(GIVEN EXERCISE)
Repeat word for word everything from the line containing "Each instance of the rear" to the end of the listing, first and last lines included, and only that.

>> START RECORDED INFORMATION

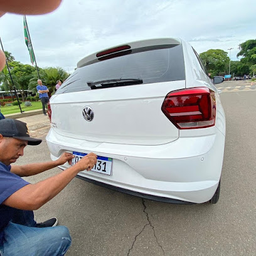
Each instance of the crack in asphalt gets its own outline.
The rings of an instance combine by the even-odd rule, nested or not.
[[[146,209],[147,208],[147,206],[146,206],[145,200],[144,200],[144,198],[142,198],[142,205],[143,205],[143,206],[144,206],[143,212],[147,215],[147,218],[148,223],[146,224],[146,225],[143,227],[142,230],[137,235],[136,235],[136,237],[135,237],[135,238],[134,238],[134,242],[132,242],[132,247],[129,250],[127,256],[129,255],[131,251],[132,250],[133,247],[134,247],[134,245],[135,242],[136,242],[137,237],[139,237],[139,236],[143,232],[143,231],[144,230],[145,228],[146,228],[147,225],[149,225],[150,227],[151,227],[151,228],[152,228],[152,230],[153,230],[154,236],[154,237],[156,238],[156,242],[157,243],[158,246],[162,249],[162,251],[163,251],[163,253],[164,253],[164,255],[165,255],[164,250],[164,249],[163,248],[162,246],[161,246],[161,245],[160,245],[160,243],[159,243],[158,239],[157,239],[157,238],[156,236],[156,233],[155,233],[155,231],[154,231],[154,226],[152,225],[151,222],[150,220],[149,220],[149,214],[146,211]]]

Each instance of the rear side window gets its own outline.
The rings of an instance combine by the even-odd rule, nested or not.
[[[55,94],[80,92],[95,88],[90,86],[95,81],[111,80],[131,80],[122,85],[135,85],[139,80],[141,83],[152,83],[185,79],[184,64],[182,46],[170,45],[134,49],[127,54],[95,62],[81,68],[65,81]],[[97,84],[100,83],[98,82]],[[110,83],[108,83],[110,85]],[[116,83],[107,88],[119,86]],[[97,85],[97,88],[105,88]]]

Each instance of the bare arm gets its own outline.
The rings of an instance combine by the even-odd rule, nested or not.
[[[20,177],[26,177],[38,174],[45,171],[54,168],[59,165],[65,164],[66,162],[71,164],[73,156],[72,154],[65,152],[56,161],[50,162],[26,164],[23,166],[11,166],[11,173],[14,173]]]
[[[35,184],[24,186],[3,204],[21,210],[37,210],[59,193],[80,171],[90,170],[96,163],[97,156],[90,153],[61,173]]]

>> END RECORDED INFORMATION

(RESPONSE TO THE TASK)
Each instance of the rear side window gets its own outline.
The rings of an instance combine by the even-odd rule, nested or not.
[[[55,94],[80,92],[95,88],[90,86],[95,81],[111,80],[131,80],[122,85],[135,85],[139,80],[141,83],[152,83],[185,79],[184,64],[182,46],[170,45],[134,49],[127,54],[95,62],[81,68],[65,81]],[[97,84],[100,83],[98,82]],[[110,83],[108,83],[110,85]],[[116,83],[107,88],[119,86]],[[97,85],[97,88],[105,88]]]

Each instance of the bare arm gets its own outline.
The rings of an instance combine by the even-odd rule, nested or not.
[[[20,177],[26,177],[38,174],[45,171],[54,168],[59,165],[65,164],[66,162],[71,164],[73,156],[72,154],[65,152],[56,161],[50,162],[26,164],[23,166],[11,166],[11,173],[14,173]]]
[[[35,184],[24,186],[3,204],[21,210],[37,210],[59,193],[80,171],[90,170],[96,163],[97,156],[90,153],[61,173]]]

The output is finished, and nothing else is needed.